** Aim of the task **
Pull out each line of the entries that includes the word "leafy" and list those lines.
# Start of Given data
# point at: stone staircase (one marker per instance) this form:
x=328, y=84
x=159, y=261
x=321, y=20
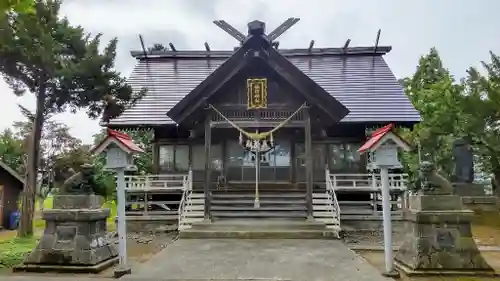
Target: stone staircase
x=281, y=214
x=273, y=204
x=278, y=228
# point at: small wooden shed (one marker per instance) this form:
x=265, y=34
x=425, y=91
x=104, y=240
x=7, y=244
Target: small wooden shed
x=11, y=185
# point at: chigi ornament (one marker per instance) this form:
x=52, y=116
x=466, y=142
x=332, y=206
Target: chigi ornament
x=257, y=93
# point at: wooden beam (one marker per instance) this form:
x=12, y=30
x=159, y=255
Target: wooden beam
x=376, y=45
x=156, y=160
x=273, y=35
x=309, y=163
x=311, y=45
x=222, y=24
x=143, y=47
x=172, y=47
x=346, y=45
x=208, y=166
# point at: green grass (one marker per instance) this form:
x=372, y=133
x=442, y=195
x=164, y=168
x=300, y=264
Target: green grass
x=13, y=251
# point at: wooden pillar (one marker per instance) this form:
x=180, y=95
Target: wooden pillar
x=309, y=163
x=156, y=159
x=208, y=166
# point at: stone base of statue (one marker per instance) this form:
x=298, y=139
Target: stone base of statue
x=468, y=189
x=439, y=239
x=474, y=197
x=74, y=239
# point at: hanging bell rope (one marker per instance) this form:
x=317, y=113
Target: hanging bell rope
x=257, y=135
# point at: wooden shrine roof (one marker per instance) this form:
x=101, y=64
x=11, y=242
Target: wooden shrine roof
x=358, y=77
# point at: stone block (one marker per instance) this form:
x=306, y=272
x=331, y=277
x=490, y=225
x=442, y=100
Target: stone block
x=439, y=240
x=481, y=203
x=77, y=202
x=74, y=237
x=435, y=202
x=469, y=189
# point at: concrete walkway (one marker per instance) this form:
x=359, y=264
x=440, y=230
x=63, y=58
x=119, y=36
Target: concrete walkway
x=231, y=259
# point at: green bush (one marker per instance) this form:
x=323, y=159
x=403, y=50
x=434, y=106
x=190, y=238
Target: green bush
x=13, y=251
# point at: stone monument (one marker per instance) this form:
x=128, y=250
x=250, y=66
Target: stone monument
x=75, y=237
x=463, y=156
x=439, y=238
x=473, y=194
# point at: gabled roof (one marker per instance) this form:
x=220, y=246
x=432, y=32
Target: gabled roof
x=380, y=136
x=357, y=77
x=12, y=172
x=253, y=49
x=122, y=140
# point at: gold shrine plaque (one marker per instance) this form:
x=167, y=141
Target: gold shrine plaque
x=257, y=93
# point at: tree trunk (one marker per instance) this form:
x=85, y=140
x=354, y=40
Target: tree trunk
x=495, y=183
x=28, y=195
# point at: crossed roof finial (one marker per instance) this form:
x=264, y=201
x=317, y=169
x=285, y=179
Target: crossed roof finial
x=256, y=28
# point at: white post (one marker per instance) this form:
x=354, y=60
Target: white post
x=386, y=211
x=122, y=230
x=257, y=168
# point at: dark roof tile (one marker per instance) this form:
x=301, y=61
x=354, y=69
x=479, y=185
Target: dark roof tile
x=362, y=82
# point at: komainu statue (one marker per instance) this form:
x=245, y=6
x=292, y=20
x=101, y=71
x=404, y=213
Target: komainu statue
x=463, y=156
x=431, y=180
x=82, y=182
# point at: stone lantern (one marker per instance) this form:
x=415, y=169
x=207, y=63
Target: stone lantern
x=120, y=150
x=383, y=145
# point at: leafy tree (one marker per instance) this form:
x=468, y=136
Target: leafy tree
x=143, y=139
x=12, y=151
x=62, y=67
x=18, y=6
x=481, y=111
x=437, y=97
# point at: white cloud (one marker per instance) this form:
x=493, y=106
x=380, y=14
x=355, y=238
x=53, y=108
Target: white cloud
x=463, y=31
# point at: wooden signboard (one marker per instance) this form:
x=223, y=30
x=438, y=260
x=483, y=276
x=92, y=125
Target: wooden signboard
x=1, y=206
x=257, y=93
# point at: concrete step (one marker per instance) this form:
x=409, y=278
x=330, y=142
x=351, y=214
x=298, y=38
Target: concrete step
x=322, y=207
x=194, y=207
x=260, y=224
x=323, y=195
x=196, y=213
x=282, y=195
x=197, y=195
x=323, y=214
x=327, y=220
x=259, y=214
x=259, y=234
x=251, y=201
x=261, y=208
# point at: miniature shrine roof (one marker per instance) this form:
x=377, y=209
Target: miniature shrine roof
x=378, y=135
x=124, y=141
x=358, y=77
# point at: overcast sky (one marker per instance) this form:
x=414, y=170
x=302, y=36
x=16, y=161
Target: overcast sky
x=463, y=32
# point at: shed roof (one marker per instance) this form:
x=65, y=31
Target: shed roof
x=12, y=172
x=358, y=77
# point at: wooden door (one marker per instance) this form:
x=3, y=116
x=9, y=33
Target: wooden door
x=2, y=202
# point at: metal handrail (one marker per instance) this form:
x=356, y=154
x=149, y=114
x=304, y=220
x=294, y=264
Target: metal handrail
x=332, y=196
x=187, y=189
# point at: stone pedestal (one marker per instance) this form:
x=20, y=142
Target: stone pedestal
x=74, y=238
x=439, y=239
x=474, y=197
x=469, y=189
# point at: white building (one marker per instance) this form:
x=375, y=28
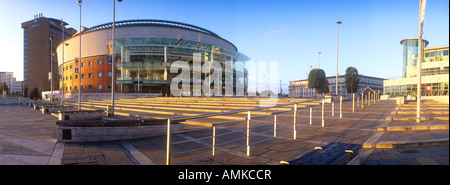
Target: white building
x=13, y=85
x=299, y=89
x=434, y=72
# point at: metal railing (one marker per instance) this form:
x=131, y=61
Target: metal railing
x=249, y=126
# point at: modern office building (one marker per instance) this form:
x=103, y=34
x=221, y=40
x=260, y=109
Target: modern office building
x=36, y=52
x=299, y=89
x=144, y=52
x=435, y=71
x=9, y=79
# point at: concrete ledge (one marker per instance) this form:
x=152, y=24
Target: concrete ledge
x=406, y=144
x=412, y=128
x=94, y=134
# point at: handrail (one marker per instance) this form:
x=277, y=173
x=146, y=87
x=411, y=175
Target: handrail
x=244, y=110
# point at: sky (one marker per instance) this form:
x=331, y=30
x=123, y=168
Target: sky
x=291, y=32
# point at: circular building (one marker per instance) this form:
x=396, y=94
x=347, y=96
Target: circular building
x=144, y=52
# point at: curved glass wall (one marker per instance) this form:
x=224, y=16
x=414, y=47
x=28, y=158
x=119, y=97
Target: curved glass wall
x=410, y=57
x=143, y=64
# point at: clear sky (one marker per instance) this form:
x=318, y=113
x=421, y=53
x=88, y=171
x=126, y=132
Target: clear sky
x=291, y=32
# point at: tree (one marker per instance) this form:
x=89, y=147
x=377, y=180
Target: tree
x=317, y=80
x=35, y=94
x=351, y=80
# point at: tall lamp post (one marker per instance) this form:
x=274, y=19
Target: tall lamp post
x=51, y=70
x=319, y=58
x=79, y=64
x=337, y=56
x=420, y=54
x=63, y=25
x=113, y=70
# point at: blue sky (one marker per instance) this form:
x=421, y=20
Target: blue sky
x=291, y=32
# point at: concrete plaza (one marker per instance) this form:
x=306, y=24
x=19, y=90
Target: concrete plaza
x=28, y=137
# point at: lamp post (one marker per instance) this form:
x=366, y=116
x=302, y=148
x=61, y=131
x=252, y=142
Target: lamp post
x=63, y=25
x=319, y=58
x=113, y=66
x=337, y=56
x=420, y=58
x=79, y=64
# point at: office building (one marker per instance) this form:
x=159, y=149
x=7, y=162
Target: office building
x=435, y=71
x=37, y=52
x=144, y=52
x=299, y=89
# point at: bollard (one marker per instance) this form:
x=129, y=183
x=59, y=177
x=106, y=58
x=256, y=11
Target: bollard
x=323, y=107
x=353, y=105
x=295, y=120
x=248, y=134
x=168, y=143
x=275, y=126
x=214, y=141
x=340, y=108
x=332, y=108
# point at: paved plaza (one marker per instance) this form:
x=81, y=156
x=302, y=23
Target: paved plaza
x=29, y=138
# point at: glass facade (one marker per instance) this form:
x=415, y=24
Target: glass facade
x=143, y=64
x=410, y=56
x=428, y=89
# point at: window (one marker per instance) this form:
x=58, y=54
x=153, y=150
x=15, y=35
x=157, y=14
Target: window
x=430, y=54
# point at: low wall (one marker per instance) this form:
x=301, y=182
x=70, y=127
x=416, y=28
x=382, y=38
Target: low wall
x=93, y=134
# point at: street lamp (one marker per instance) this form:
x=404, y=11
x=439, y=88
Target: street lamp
x=63, y=25
x=113, y=70
x=79, y=64
x=337, y=56
x=51, y=69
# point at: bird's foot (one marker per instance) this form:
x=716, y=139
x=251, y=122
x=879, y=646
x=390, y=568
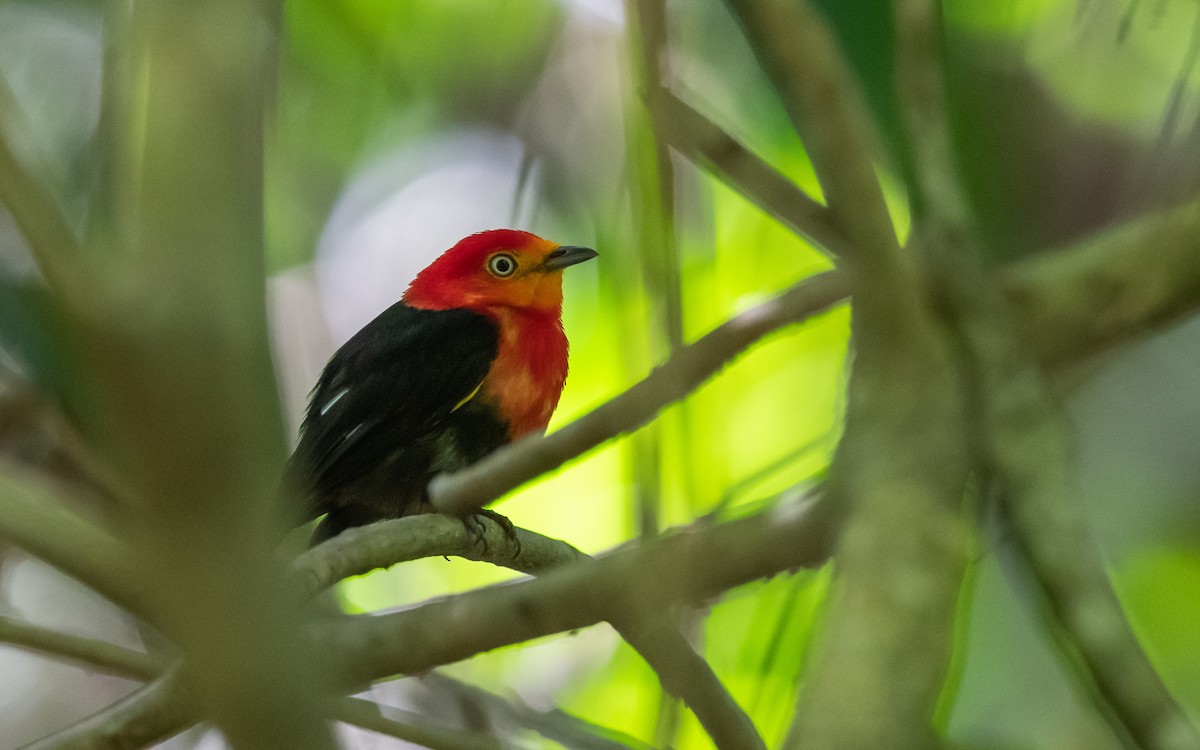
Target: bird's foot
x=477, y=528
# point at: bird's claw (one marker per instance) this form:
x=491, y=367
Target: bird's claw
x=478, y=529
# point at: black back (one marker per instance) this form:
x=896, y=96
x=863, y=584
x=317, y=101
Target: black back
x=394, y=407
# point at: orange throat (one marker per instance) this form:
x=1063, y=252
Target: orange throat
x=527, y=377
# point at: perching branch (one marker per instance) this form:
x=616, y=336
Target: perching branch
x=1110, y=288
x=361, y=550
x=689, y=565
x=683, y=672
x=515, y=465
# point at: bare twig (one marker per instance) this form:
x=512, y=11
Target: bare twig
x=555, y=724
x=381, y=545
x=683, y=672
x=515, y=465
x=409, y=726
x=688, y=567
x=820, y=95
x=1111, y=288
x=99, y=655
x=706, y=143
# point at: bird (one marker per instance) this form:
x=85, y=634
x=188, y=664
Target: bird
x=472, y=357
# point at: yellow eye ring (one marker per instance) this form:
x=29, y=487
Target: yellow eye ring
x=502, y=265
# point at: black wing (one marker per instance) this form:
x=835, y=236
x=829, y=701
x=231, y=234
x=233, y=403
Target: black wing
x=390, y=384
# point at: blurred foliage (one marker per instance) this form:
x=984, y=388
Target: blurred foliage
x=1063, y=125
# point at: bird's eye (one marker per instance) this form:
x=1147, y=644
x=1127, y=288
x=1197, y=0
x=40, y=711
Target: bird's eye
x=502, y=265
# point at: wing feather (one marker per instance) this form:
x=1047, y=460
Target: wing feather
x=391, y=384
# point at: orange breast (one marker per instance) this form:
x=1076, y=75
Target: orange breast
x=527, y=377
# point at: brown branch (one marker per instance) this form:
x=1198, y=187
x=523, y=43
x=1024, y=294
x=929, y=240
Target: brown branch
x=706, y=143
x=683, y=672
x=1110, y=288
x=821, y=97
x=515, y=465
x=361, y=550
x=901, y=463
x=1021, y=438
x=688, y=567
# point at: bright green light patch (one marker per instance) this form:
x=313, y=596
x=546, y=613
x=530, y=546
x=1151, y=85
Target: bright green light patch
x=1006, y=17
x=1159, y=589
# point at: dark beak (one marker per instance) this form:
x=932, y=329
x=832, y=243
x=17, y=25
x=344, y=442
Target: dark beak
x=567, y=255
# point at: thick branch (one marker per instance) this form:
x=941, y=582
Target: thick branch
x=683, y=672
x=1024, y=437
x=1110, y=288
x=515, y=465
x=688, y=567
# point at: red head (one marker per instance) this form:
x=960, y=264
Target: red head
x=516, y=280
x=497, y=269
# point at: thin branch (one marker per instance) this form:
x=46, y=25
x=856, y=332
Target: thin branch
x=1110, y=288
x=683, y=671
x=143, y=718
x=515, y=465
x=801, y=58
x=34, y=517
x=688, y=567
x=703, y=142
x=409, y=726
x=361, y=550
x=99, y=655
x=555, y=724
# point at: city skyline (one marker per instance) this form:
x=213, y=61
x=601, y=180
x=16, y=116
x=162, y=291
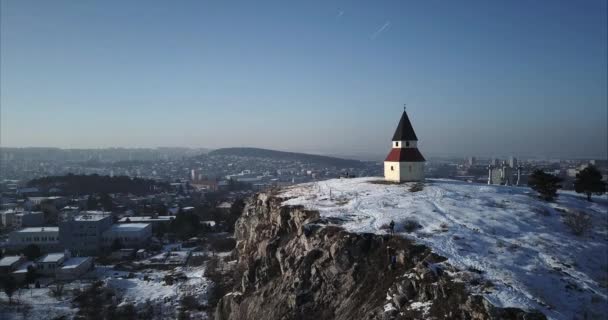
# End of Given data
** Result **
# point at: leafy tree (one marker per instance) this form:
Target: leafy tree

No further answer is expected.